Records for this task Start Marker

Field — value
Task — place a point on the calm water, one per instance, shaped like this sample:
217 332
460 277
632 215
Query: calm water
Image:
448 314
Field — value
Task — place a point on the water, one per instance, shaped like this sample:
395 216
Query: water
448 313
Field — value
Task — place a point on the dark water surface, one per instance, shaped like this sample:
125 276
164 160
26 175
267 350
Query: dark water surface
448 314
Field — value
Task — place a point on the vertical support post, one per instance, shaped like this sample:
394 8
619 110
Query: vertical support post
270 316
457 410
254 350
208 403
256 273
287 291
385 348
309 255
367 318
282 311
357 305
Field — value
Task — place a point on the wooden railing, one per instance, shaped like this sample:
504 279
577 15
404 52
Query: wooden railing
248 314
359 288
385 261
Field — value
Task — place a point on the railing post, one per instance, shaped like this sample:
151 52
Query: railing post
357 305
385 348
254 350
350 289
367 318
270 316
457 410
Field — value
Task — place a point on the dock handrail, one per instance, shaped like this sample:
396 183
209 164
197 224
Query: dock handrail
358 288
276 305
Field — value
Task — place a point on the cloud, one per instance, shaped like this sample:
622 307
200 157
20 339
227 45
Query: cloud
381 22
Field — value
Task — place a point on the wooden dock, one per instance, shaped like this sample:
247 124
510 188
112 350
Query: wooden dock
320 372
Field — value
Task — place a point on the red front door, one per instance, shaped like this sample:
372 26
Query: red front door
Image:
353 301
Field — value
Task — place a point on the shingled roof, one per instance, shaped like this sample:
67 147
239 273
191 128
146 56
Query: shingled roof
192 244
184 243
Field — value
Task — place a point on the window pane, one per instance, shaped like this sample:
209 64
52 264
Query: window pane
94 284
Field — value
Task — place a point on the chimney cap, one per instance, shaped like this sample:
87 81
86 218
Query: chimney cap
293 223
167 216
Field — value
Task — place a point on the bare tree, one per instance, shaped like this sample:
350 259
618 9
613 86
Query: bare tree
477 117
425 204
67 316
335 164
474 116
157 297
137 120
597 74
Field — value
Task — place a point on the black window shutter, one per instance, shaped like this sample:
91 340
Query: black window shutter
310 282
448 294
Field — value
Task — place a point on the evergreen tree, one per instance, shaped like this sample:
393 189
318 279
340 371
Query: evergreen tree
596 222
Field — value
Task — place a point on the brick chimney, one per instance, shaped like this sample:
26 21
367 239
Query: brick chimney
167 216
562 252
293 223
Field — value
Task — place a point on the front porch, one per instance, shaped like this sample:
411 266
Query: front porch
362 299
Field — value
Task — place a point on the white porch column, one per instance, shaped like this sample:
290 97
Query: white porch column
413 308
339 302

Records for this task End Marker

Transcribe the records above with every character unchanged.

_Response to the exercise:_
Field — value
Task — place a point on the calm water, one per instance, shaped like this sample:
217 332
460 277
632 215
Query: calm water
Image:
448 314
Field — value
Task — place a point on the water, one per instance, shaped like this sample:
395 216
Query: water
448 313
Field — value
Task — place a point on the dark water surface, one per instance, shaped like this sample:
125 276
164 160
26 175
267 350
Query: dark water surface
448 314
Field — value
Task — place a point on the vertical support post, one per instance, shaped like this sample:
394 8
619 110
Query: vertical support post
270 316
457 410
254 350
208 403
256 273
287 291
385 348
309 255
367 318
282 311
357 305
Field — value
Task — place a point on the wooden railing, one per instance, shaped like this sample:
504 279
577 15
404 52
Query: wooden railing
248 314
359 288
385 261
Field — value
Task — place a point on the railing post, one per instance, shaped like this sample:
151 52
Query: railing post
357 305
385 348
254 350
350 289
367 318
270 316
457 410
Field — value
Task — place a point on the dock handrail, one per instance, shaped like this sample:
396 183
209 164
197 224
Query: dock handrail
358 288
276 305
Field — value
Task — place a point on the cloud, one per instance, shaped like this sample:
622 307
200 157
20 339
227 45
Query: cloud
381 22
Field — value
Task — place a point on the wooden dock, one per instance, shaped like this sample:
247 124
510 188
112 350
Query: wooden dock
320 372
Field — value
Task — place a point on the red front door, one per instance, shaped like this sample:
372 26
Query: red front door
Image:
353 301
Field — value
Task — place a point on the shingled roof, one per instance, shaped like this sample:
67 147
239 273
191 128
146 56
Query: shingled roof
192 244
184 243
Field — value
Task — place a point on the window pane, one per instance, shaped like this sample:
209 64
52 264
Query: window pane
94 284
Field — value
Task — place a point on the chimney cap, one per instance, shaped like this sample:
87 81
86 218
Query: chimney cap
293 223
167 216
Field — value
Task — place a point on the bare tree, one per instance, shaped like this sample:
350 259
618 9
613 86
Query: bare tree
477 117
425 204
67 316
335 164
474 116
157 297
137 120
597 74
Field — value
Task — place a point on the black window shutter, one per instance, shaped like this sample:
91 340
Query: black window shutter
310 282
448 294
Field — value
Task — place a point on the evergreen tree, one per instance, shaped like this sample:
393 189
318 279
340 371
Query: evergreen tree
596 222
Field — value
Task — place a point on the brick chimney, one per instance, shaped like this sample:
26 21
367 239
Query: brick chimney
167 216
562 252
293 223
Field — value
Task — place a point on the front porch, one per instance, shaped like this sample:
411 266
Query: front porch
362 299
Field — value
Task — place a point on the white porch column, one per instance, shaped like this sample:
290 97
Query: white porch column
413 308
339 302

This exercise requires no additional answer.